● Your objective:
From the entries below, transcribe exactly the lines between the line holding "of the dirt" and the line holding "Target: green shrub", inclusive; skip all other lines.
++++++++
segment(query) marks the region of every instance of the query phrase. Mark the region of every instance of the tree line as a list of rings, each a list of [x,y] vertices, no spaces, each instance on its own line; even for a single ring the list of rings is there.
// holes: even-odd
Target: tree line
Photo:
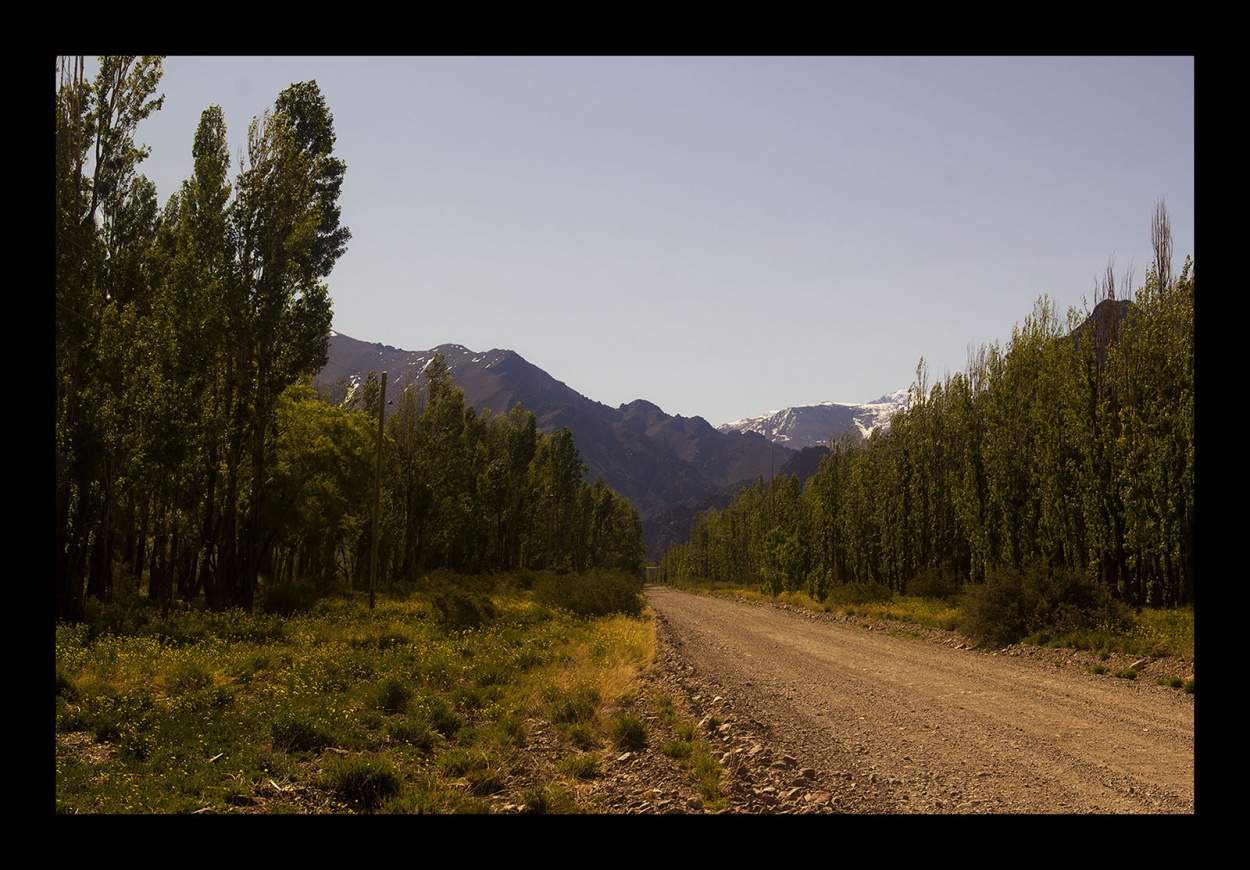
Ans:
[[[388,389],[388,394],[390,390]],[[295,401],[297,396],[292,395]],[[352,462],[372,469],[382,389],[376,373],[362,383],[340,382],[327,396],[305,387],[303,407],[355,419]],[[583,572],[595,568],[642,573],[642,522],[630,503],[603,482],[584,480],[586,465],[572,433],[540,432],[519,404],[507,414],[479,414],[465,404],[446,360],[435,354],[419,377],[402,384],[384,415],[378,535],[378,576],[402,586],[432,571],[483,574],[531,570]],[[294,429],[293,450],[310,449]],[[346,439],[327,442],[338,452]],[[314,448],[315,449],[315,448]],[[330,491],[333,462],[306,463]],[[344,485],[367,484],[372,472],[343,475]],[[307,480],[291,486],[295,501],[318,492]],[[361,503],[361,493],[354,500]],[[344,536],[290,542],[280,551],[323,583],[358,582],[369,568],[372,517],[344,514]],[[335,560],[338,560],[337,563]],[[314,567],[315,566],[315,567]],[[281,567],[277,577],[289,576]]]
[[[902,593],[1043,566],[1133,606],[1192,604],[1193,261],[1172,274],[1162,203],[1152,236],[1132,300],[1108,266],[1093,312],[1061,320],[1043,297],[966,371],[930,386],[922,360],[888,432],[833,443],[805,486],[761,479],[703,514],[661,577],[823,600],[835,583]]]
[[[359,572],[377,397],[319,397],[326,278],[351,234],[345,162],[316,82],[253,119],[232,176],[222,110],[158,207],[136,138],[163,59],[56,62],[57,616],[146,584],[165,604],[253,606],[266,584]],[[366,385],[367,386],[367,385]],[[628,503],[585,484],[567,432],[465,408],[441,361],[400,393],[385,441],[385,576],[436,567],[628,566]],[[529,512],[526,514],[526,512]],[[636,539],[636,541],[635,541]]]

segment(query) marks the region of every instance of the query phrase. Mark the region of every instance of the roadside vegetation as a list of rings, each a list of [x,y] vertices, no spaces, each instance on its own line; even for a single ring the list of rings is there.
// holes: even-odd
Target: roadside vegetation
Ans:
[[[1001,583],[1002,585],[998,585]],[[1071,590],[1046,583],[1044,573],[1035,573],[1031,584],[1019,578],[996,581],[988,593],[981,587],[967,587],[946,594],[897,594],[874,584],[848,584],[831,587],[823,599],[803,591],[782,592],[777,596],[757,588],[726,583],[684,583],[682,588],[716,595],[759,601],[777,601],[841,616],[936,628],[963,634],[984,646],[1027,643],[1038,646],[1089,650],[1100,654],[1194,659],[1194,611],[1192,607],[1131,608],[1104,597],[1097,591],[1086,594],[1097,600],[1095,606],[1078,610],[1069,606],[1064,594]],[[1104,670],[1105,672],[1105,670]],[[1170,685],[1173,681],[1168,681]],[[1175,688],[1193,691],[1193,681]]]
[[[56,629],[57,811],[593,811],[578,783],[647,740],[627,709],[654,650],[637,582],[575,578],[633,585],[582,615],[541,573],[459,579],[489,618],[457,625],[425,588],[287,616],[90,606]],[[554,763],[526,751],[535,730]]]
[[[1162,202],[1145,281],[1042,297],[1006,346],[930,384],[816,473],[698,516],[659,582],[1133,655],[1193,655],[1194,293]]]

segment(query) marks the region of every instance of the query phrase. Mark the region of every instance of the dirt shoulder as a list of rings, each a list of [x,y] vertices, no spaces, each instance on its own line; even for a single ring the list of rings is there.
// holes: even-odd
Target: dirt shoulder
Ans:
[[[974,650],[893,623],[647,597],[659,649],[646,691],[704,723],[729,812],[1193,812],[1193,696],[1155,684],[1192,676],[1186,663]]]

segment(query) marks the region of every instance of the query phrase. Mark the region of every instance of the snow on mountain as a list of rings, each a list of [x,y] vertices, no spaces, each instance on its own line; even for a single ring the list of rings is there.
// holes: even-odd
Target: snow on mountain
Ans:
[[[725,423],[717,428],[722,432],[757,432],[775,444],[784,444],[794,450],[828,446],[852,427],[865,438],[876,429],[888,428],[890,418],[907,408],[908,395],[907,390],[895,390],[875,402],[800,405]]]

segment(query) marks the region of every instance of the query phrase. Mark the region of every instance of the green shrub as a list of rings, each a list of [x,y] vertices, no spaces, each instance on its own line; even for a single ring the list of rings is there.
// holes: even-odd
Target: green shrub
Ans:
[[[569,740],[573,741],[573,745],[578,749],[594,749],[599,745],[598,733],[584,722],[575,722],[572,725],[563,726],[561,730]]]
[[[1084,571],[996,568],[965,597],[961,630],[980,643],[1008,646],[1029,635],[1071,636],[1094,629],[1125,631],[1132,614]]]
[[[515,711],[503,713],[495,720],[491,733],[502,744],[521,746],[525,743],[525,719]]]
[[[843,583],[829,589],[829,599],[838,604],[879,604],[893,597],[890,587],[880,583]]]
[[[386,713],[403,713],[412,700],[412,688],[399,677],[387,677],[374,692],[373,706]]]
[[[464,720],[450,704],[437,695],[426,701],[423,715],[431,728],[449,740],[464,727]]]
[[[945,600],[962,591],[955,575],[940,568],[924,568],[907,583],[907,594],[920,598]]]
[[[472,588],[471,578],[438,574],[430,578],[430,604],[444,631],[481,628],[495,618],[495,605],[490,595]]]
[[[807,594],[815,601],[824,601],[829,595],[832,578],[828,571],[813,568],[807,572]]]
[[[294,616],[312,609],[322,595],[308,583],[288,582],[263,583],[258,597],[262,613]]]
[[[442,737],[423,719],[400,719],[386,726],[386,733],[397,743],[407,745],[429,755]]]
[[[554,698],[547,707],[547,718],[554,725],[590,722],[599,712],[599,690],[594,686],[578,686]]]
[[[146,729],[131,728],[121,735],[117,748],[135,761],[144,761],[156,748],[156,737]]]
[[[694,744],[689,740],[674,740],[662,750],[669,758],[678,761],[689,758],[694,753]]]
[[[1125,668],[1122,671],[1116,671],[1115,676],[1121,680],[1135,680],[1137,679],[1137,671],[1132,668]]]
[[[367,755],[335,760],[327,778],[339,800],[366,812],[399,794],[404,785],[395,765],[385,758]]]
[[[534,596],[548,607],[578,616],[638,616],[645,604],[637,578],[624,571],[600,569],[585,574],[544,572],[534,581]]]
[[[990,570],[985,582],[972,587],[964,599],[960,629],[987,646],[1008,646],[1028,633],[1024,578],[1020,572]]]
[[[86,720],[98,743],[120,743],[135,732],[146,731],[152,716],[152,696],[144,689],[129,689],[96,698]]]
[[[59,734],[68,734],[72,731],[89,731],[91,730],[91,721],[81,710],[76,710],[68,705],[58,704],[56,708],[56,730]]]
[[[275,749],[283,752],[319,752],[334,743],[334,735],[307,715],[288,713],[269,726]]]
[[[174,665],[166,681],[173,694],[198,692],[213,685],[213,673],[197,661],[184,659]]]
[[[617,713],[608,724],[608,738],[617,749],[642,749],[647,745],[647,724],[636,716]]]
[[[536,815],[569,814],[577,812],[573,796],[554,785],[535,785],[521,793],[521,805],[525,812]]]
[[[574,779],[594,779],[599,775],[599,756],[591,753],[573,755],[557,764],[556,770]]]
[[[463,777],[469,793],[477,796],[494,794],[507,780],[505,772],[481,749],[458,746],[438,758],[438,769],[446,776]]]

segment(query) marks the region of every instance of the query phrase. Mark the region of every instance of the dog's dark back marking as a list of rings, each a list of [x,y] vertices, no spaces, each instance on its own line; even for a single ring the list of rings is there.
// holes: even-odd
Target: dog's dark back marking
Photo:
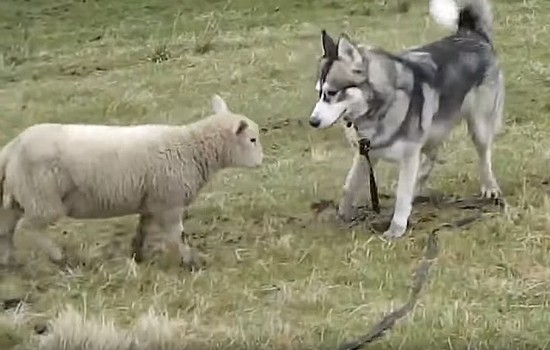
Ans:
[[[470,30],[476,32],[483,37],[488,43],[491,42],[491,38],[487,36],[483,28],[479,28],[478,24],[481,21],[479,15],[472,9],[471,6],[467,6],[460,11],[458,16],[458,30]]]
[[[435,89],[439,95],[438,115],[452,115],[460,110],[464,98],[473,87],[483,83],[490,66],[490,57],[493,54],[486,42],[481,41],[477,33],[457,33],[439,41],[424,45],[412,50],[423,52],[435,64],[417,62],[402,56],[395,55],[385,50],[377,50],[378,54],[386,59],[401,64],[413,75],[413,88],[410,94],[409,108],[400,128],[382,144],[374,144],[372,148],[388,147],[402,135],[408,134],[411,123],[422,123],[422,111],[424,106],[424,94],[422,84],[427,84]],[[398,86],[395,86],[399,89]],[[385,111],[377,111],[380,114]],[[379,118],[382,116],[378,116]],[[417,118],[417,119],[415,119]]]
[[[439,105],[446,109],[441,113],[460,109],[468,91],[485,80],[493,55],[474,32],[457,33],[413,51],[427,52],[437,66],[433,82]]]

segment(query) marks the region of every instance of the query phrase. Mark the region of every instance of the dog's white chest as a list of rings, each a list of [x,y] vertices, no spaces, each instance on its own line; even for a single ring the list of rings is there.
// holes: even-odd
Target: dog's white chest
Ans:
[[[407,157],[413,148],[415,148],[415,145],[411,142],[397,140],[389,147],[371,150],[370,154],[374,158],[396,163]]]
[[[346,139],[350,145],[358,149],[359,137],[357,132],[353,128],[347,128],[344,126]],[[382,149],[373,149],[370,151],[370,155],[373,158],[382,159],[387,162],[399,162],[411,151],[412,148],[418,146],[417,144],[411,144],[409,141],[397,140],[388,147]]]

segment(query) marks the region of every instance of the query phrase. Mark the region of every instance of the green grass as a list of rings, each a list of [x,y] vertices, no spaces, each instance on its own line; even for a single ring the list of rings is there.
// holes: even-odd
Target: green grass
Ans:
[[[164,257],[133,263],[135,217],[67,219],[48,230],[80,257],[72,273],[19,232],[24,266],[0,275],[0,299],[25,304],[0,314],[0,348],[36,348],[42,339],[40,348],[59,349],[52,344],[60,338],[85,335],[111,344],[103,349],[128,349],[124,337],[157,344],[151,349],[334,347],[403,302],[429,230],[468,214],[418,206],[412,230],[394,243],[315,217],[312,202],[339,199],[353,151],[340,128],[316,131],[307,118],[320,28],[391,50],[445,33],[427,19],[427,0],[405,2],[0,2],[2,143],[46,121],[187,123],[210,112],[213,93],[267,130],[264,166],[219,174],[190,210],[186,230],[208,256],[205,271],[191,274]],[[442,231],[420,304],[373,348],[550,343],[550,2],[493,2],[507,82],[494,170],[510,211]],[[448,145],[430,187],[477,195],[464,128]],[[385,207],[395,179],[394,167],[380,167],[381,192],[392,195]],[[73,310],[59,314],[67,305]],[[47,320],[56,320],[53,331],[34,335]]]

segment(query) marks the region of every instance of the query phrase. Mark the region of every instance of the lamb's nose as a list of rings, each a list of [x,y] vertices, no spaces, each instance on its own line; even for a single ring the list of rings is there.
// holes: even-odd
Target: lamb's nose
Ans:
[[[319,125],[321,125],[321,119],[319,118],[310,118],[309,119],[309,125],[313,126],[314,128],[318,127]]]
++++++++
● Written response:
segment(query) marks the region of every instance of the query phrase. Mark the region of every instance of the dirt shoulder as a list of rings, each a list of [x,y] vertices, no spaces, each instance on its own line; even for a single ring the list of rings is there.
// holes: even-odd
Target: dirt shoulder
Ans:
[[[974,650],[893,623],[647,597],[659,649],[646,691],[704,723],[729,812],[1193,812],[1193,696],[1155,684],[1192,676],[1186,663]]]

segment(query) marks the region of every instance of the query phrase. Mark the region of every instance of the snow on mountain as a list of rings, each a list of [x,y] vertices, no spaces, each instance on its own line; even for a single ring the list of rings is there.
// holes: even-odd
Target: snow on mountain
Ans:
[[[725,423],[717,428],[722,432],[757,432],[775,444],[784,444],[794,450],[828,446],[852,427],[865,438],[876,429],[888,428],[890,418],[907,408],[908,395],[907,390],[895,390],[875,402],[800,405]]]

segment(query) marks the region of every instance of the query phrase. Mark the region of every instance of the green shrub as a list of rings, each a list of [x,y] vertices, no spaces, each instance on its own line; even for a single ring the list of rings is there.
// holes: even-odd
Target: green shrub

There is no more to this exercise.